Paisajes del Aire
En 1959 el número de pasajeros que cruzaron los océanos vía aérea, superó al número de pasajeros que cruzaron los océanos vía marítima. A partir de entonces, en menos de 60 años, los aeropuertos han pasado de ser meros hangares, a convertirse en gigantescos espacios de transito, encuentro y vida, con un nivel de complejidad técnica y humana extraordinaria.
Sin duda los aeropuertos, en términos simbólicos, arrastran la carga de la sobremodernidad,[1] concepto acuñado por Marc Augé que expresa de forma concisa el tiempo presente embutido en el que nos desarrollamos como sociedad. Un presente sin pasado, colapsado por la velocidad, e igualmente un presente sin futuro imaginable, en tanto que desconcertante. Hasta tal punto estamos sobremodernizados, que hemos desarrollado una relación nueva con ciertos espacios del planeta y por extensión con el planeta entero en sí mismo, y hemos creado una individualización nueva, una manera de considerar nuestra relación con lo otro que ha trastocado profundamente, como es lógico, la estructura de nuestra socialización.
Más específicamente, los aeropuertos son para Augé un no-lugar, por oposición al concepto sociológico de lugar, asociado por Mauss y toda una tradición etnológica con el de cultura localizada en el tiempo y en el espacio. Los no lugares son tanto las instalaciones necesarias para la circulación acelerada de personas y bienes como los medios de transporte mismos, o también los campos de tránsito prolongado donde se estacionan los refugiados del planeta.
Si mencionábamos los términos simbólicos, o mejor aún, los términos antropológicos, de la condición de no-lugar de un aeropuerto, también podríamos focalizar en los aeropuertos una evolución ligada a la arquitectura y el urbanismo, esa ciencia que tiene tanto de mecánica como de antropológica.

___

--- Tareas pendientes ---
1. Reproduce del texto sobre los aeropuertos todo lo que va desde "Sin duda los" hasta "de nuestra socialización.".
2. Según el texto sobre los aeropuertos, ¿por qué Augé considera que un aeropuerto es un no-lugar? Respóndelo en una a tres oraciones.
3. Escribe la continuación del texto sobre los aeropuertos a partir de su última oración.
El listado no hace falta para resolver nada de esto.

(Ítems de un conjunto de datos)

___

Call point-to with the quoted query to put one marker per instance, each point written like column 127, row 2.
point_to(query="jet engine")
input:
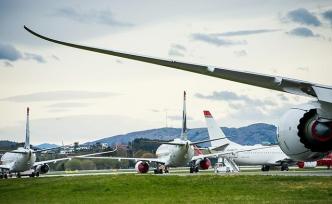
column 203, row 163
column 303, row 136
column 43, row 169
column 142, row 167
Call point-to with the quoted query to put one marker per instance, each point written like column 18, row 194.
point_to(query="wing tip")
column 207, row 114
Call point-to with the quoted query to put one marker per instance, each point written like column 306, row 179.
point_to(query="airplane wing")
column 129, row 158
column 225, row 153
column 293, row 86
column 51, row 161
column 4, row 167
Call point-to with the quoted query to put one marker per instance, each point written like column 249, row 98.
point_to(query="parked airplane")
column 23, row 159
column 305, row 132
column 267, row 157
column 179, row 152
column 326, row 161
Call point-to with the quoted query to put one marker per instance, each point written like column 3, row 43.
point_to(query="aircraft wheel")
column 284, row 167
column 265, row 168
column 191, row 170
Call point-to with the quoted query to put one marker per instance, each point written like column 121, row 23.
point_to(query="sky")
column 76, row 95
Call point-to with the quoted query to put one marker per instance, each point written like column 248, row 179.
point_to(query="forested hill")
column 252, row 134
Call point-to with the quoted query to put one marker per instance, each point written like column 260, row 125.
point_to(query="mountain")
column 249, row 135
column 46, row 146
column 5, row 144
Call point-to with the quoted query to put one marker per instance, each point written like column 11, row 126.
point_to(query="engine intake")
column 43, row 169
column 314, row 134
column 205, row 163
column 142, row 167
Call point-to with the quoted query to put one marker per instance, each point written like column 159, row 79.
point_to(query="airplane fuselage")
column 266, row 156
column 19, row 162
column 175, row 155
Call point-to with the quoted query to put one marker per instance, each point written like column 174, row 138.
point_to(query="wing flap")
column 278, row 83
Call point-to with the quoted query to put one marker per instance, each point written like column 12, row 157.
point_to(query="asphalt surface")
column 185, row 172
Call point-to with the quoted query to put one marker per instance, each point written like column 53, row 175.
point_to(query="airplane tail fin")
column 215, row 132
column 27, row 132
column 184, row 119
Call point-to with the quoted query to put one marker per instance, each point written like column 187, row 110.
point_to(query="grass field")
column 167, row 189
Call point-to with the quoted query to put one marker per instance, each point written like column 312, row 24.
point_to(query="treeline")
column 141, row 147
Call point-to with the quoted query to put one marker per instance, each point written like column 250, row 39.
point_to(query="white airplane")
column 23, row 159
column 179, row 152
column 254, row 154
column 305, row 132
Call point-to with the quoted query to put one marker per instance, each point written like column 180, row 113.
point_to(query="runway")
column 185, row 172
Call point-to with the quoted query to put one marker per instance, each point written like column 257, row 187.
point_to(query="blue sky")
column 76, row 95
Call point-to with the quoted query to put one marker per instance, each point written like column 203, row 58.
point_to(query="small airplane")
column 267, row 156
column 23, row 159
column 304, row 131
column 179, row 152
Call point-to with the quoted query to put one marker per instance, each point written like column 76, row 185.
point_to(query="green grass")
column 167, row 189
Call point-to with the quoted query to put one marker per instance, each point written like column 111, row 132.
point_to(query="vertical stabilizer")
column 215, row 132
column 184, row 119
column 27, row 132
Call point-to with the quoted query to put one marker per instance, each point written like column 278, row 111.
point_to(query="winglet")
column 207, row 114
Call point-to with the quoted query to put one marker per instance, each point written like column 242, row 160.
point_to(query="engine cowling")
column 302, row 136
column 307, row 164
column 142, row 167
column 43, row 169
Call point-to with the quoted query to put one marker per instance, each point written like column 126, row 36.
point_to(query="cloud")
column 68, row 105
column 58, row 96
column 231, row 97
column 92, row 16
column 240, row 53
column 37, row 58
column 8, row 64
column 302, row 32
column 177, row 50
column 303, row 16
column 328, row 16
column 305, row 69
column 244, row 32
column 9, row 52
column 215, row 40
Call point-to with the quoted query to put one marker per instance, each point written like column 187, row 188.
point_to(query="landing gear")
column 158, row 169
column 194, row 169
column 265, row 168
column 284, row 167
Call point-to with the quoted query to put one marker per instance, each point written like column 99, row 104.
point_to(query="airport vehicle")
column 22, row 161
column 247, row 154
column 305, row 131
column 176, row 153
column 326, row 161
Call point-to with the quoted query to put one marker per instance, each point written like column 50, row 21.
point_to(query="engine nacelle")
column 307, row 164
column 203, row 163
column 43, row 169
column 142, row 167
column 302, row 136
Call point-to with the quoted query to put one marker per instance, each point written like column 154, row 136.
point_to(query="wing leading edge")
column 293, row 86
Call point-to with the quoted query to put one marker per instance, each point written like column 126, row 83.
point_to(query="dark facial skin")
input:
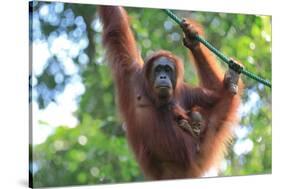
column 163, row 76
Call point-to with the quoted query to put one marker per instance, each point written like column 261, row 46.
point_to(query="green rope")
column 227, row 60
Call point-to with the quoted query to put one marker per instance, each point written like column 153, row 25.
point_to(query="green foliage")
column 84, row 155
column 96, row 151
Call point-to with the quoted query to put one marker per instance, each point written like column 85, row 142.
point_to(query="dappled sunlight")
column 77, row 131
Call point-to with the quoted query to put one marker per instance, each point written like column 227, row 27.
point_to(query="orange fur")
column 163, row 150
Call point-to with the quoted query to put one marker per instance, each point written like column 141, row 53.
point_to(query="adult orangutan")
column 174, row 130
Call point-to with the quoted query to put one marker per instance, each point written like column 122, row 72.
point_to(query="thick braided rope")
column 225, row 59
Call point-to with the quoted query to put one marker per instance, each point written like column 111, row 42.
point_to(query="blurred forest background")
column 77, row 134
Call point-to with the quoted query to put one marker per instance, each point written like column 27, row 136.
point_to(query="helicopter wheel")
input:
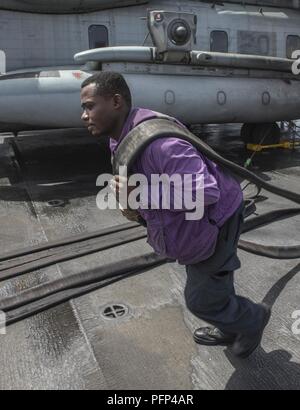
column 264, row 134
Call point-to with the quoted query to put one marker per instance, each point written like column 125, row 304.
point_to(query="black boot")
column 212, row 336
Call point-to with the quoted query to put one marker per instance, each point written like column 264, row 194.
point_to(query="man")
column 207, row 247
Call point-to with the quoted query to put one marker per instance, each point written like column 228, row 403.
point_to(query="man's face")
column 100, row 114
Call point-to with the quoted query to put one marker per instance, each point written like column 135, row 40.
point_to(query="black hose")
column 80, row 279
column 66, row 241
column 96, row 245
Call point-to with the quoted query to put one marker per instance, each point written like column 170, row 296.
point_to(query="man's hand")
column 132, row 216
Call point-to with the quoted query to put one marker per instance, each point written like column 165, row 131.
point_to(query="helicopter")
column 200, row 61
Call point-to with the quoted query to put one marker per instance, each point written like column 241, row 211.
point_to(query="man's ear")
column 118, row 101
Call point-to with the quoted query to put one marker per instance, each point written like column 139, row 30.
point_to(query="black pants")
column 210, row 293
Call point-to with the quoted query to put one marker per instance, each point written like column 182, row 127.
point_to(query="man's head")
column 106, row 102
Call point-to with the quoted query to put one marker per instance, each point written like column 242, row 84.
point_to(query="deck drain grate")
column 114, row 311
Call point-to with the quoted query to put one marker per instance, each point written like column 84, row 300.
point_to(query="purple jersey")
column 169, row 232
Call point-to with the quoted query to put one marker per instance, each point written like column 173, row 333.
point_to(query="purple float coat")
column 169, row 232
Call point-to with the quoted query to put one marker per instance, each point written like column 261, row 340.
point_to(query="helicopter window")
column 219, row 41
column 98, row 36
column 250, row 42
column 292, row 44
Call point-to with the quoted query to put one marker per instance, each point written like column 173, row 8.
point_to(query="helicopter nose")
column 45, row 99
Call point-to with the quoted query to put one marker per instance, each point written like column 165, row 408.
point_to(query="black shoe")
column 212, row 336
column 245, row 345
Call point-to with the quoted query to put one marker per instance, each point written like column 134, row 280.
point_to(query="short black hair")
column 108, row 84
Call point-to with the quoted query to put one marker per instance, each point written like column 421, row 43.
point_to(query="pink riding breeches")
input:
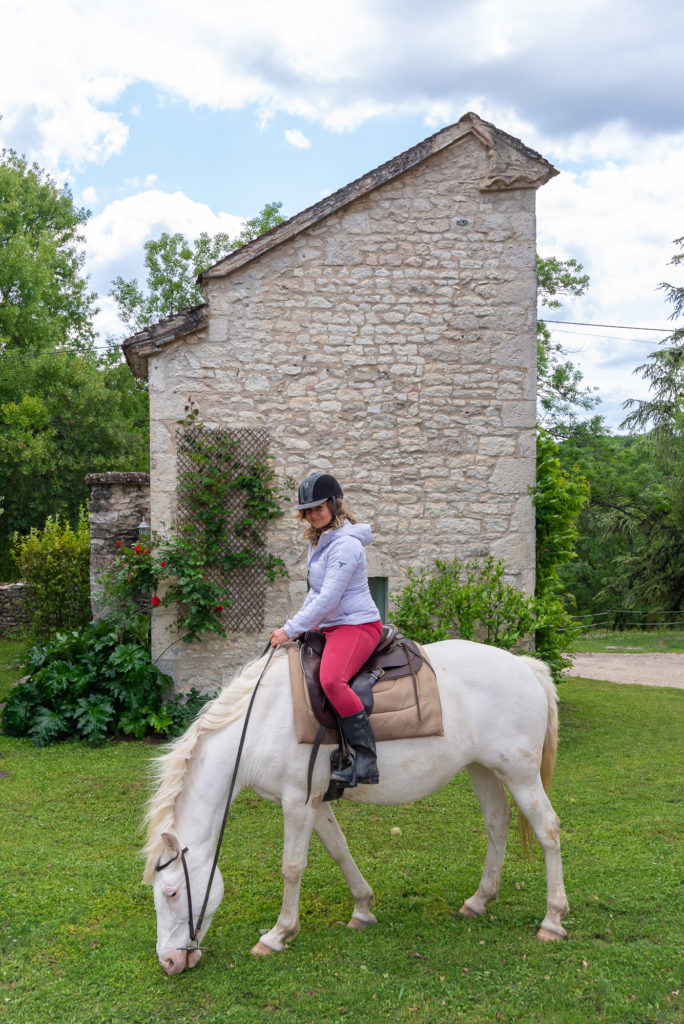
column 347, row 648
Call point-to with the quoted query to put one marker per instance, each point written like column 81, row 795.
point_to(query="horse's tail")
column 543, row 675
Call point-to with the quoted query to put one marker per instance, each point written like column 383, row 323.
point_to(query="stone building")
column 386, row 334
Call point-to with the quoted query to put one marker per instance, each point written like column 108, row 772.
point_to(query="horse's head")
column 180, row 887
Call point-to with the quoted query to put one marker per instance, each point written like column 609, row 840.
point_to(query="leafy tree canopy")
column 560, row 390
column 44, row 300
column 173, row 263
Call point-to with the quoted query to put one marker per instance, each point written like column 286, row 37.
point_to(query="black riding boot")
column 364, row 767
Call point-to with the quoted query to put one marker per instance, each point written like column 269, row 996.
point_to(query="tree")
column 173, row 264
column 44, row 300
column 632, row 545
column 558, row 380
column 62, row 416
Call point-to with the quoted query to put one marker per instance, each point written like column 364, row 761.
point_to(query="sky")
column 163, row 116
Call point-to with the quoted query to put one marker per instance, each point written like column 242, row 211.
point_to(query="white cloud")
column 573, row 72
column 114, row 239
column 297, row 138
column 620, row 221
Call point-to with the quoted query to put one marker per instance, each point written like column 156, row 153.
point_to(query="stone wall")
column 392, row 343
column 119, row 503
column 12, row 612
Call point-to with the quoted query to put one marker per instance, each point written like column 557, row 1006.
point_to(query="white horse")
column 501, row 724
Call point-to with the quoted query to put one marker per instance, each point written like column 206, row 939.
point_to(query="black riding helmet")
column 316, row 488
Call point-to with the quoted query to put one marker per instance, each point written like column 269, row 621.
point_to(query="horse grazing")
column 501, row 724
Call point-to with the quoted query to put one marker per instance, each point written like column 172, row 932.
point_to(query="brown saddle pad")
column 394, row 715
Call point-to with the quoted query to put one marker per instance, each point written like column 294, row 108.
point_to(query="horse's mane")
column 170, row 768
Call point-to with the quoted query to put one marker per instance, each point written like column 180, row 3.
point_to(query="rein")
column 194, row 942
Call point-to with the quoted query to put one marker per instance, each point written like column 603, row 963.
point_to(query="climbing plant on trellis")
column 213, row 564
column 226, row 494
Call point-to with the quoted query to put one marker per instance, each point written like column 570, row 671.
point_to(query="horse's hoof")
column 358, row 924
column 261, row 949
column 546, row 935
column 467, row 911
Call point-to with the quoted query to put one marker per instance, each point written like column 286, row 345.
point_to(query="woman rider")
column 339, row 603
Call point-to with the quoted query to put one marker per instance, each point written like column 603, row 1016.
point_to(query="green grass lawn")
column 77, row 928
column 630, row 641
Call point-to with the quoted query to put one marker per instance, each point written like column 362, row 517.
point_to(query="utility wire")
column 613, row 327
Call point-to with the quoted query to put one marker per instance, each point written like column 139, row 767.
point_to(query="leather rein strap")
column 194, row 929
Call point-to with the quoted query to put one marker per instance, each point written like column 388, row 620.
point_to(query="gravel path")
column 648, row 670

___

--- Resultados en orden ---
1.
Sin duda los aeropuertos, en términos simbólicos, arrastran la carga de la sobremodernidad,[1] concepto acuñado por Marc Augé que expresa de forma concisa el tiempo presente embutido en el que nos desarrollamos como sociedad. Un presente sin pasado, colapsado por la velocidad, e igualmente un presente sin futuro imaginable, en tanto que desconcertante. Hasta tal punto estamos sobremodernizados, que hemos desarrollado una relación nueva con ciertos espacios del planeta y por extensión con el planeta entero en sí mismo, y hemos creado una individualización nueva, una manera de considerar nuestra relación con lo otro que ha trastocado profundamente, como es lógico, la estructura de nuestra socialización.

2. Para Augé, el aeropuerto es un no-lugar por oposición al concepto sociológico de lugar. Mauss y toda una tradición etnológica asocian ese concepto con el de una cultura localizada en el tiempo y en el espacio.

3.
Efectivamente, un aeropuerto nace como un hangar de recogida y mantenimiento de aviones, y por defecto de pasajeros. En los primeros tiempos de la aviación, las construcciones alrededor de una pista de aterrizaje estaban más pendientes de las máquinas que de las personas que transportaban las máquinas.
En cierto sentido es lógico pensar que la aviación, hasta la segunda guerra mundial, donde desarrollo todo su potencial, se entendía como un milagro técnico, y la tendencia era salvaguardar de las inclemencias del clima, no tanto al pasaje, como al aeroplano, la máquina que obraba la audacia, casi mágica, de volar.
Pero a medida que los aviones se vuelven más fiables mecánicamente y más autónomos geográficamente, alcanzando con seguridad largas distancias, transportando tanto mercancías como pasajeros con eficiencia, la acogida de personas, cada vez más frecuente y en mayor número, pasa del hangar industrial a la plaza cubierta.
Todos consideramos un aeropuerto como un edificio. Recordamos el icono moderno de la terminal de la TWA de Eero Saarinen finalizado en 1962, como el primer aeropuerto famoso de la historia. Eso hace pensar que el programa aeroportuario, en tanto que había cambiado el foco de la máquina a los individuos, debería pasar de la ingeniería a la arquitectura. Sin embargo, un aeropuerto originalmente nunca fue un edificio, sino más bien, una plaza cubierta y climatizada. Un espacio de encuentros fortuitos y reencuentros planificados, un lugar de paso fugaz a medio camino entre un punto A y un punto B.
Al echar un vistazo a la maravillosa construcción de Saarinen nos damos cuenta de que la instalación tiene más de grandioso hall de hotel que de terminal aeroportuaria.
Nadie podía pensar en esa época, durante los años 60 y 70, que un aeropuerto era un lugar donde estar. Es por eso que Augé seguramente aborda la reflexión sobre las instalaciones aeroportuarias como un lugar anónimo, un lugar donde nadie está y todos transitan, al igual que una plaza de una gran ciudad, donde apenas somos más que un individuo sin registro, confrontado al anonimato de los demás.
Una plaza que más o menos apresuradamente cruzamos como espacio de referencia urbana en tanto que cruce de caminos o avenidas, o en la que concertamos un encuentro, precisamente por ser un espacio de referencia, pero en el que muy ocasionalmente nos instalamos. En realidad un aeropuerto es un plaza en un lugar donde no hay una ciudad, es decir, dando una vuelta de tuerca más a la idea de Augé, es una plaza en una no-ciudad.
Sin embargo, antes de que Augé escribiera su conocido ensayo, en 1992, los aeropuertos se habían convertido ya en otra cosa, en algo inmensamente más complejo que en una simple plaza.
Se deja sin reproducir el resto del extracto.